==== Отрывок текста

Несмотря на совершенно пошатнувшееся положение в банке, он еще надеялся на какое-то улучшение в своей деятельности. Но с наступлением нового года все эти надежды рухнули. Прибавка оказалась незначительной; вычеты за наросший долг банку сильно понижали ежемесячную получку, все решительнее выявлялась необходимость платить довольно значительные долги, поддерживать близких, разрубить запутавшийся узел личных отношений.
И вот тут-то трудная нравственная дилемма выступила во всей своей обнаженности. Понемногу, медленно вытачивался и под давлением обстоятельств резко заострился опасный силлогизм о праве преступить закон во имя высших соображений альтруизма и драгоценнейших притязаний личности. Мы видели, что Ковнер со времен своего отрочества привык смотреть на себя как на выдающуюся натуру, призванную к творческому труду, великим подвигам мысли и широкой славе. Речь прокурора в его процессе была построена почти целиком на этой чрезмерной переоценке подсудимым своих способностей, прав и призвания.

========
==== Выдержки из данных

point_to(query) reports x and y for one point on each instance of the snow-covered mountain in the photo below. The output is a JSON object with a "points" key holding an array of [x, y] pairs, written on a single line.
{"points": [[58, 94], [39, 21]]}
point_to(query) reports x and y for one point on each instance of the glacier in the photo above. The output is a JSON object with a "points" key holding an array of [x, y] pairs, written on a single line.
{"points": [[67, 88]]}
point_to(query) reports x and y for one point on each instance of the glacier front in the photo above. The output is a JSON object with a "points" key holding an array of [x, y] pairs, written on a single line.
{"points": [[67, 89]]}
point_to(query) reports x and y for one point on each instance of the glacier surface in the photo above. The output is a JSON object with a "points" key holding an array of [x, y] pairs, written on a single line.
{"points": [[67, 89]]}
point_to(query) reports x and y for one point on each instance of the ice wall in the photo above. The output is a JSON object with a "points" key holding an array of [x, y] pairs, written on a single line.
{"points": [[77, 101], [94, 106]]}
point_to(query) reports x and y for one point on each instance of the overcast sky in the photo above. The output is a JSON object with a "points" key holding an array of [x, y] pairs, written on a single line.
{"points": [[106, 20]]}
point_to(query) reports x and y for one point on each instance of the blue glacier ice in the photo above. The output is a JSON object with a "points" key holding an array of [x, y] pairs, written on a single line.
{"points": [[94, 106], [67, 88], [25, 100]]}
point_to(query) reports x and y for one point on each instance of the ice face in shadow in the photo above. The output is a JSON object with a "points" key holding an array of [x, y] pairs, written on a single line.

========
==== Выдержки из данных

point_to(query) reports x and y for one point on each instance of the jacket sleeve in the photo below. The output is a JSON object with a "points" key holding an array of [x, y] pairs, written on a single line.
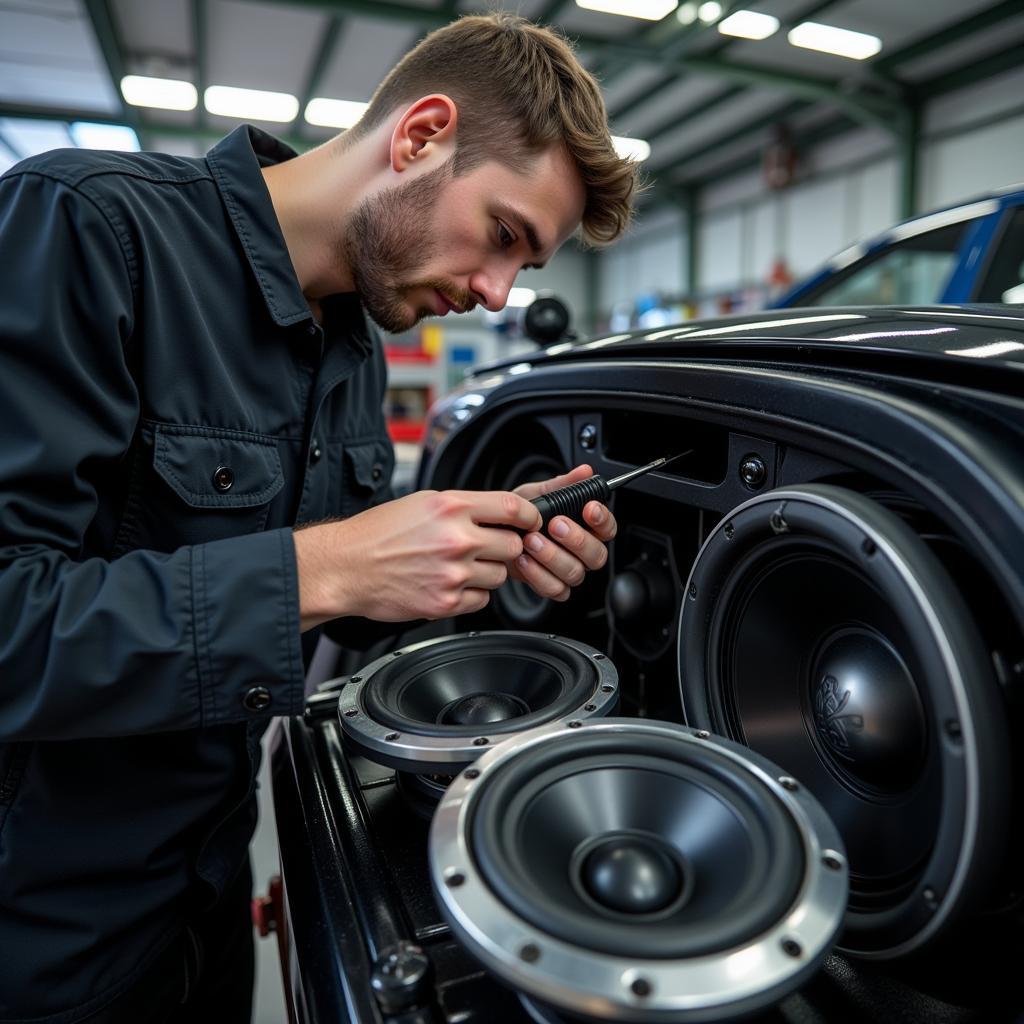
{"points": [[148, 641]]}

========

Поставленная задача 1: Перепишите дословно фрагмент отрывка о Ковнере между словами «И вот тут-то» и «прав и призвания.» включительно.
Поставленная задача 2: Подхватите повествование отрывка о Ковнере и продолжите его с того места, где он заканчивается.

Письменный ответ 1:
И вот тут-то трудная нравственная дилемма выступила во всей своей обнаженности. Понемногу, медленно вытачивался и под давлением обстоятельств резко заострился опасный силлогизм о праве преступить закон во имя высших соображений альтруизма и драгоценнейших притязаний личности. Мы видели, что Ковнер со времен своего отрочества привык смотреть на себя как на выдающуюся натуру, призванную к творческому труду, великим подвигам мысли и широкой славе. Речь прокурора в его процессе была построена почти целиком на этой чрезмерной переоценке подсудимым своих способностей, прав и призвания.

Письменный ответ 2:
И действительно, с малых лет будущий «Писарев еврейства» вырастает в сознании исключительности своей природы и величия предстоящего ему жизненного дела. Когда на полпути земного бытия эти долголетние и мучительные надежды оказались обманутыми, творчество было поглощено ничтожной газетной работой, журналистика в свою очередь сменилась мелкой банковской службой, вместо ожидаемой славы приходилось терпеть пренебрежительное снисхождение столичных дельцов — двадцатилетние мечты Ковнера вылились в бунтующую формулу Раскольникова: «Тварь ли я дрожащая или право имею?». Не есть ли «преступление» — лучшее доказательство высшего призвания, явного превосходства отважной личности над толпой трусливых посредственностей, духовного равенства с теми завоевателями и реформаторами человечества, для которых цель всегда освящала все средства? Для Ковнера, как и для героя Достоевского, возможен только утвердительный ответ на эти вызывающие запросы духа, и мы увидим, что он до конца не испытывал никаких угрызений совести и продолжал считать себя этически правым, несмотря на травлю в печати и суровый приговор суда.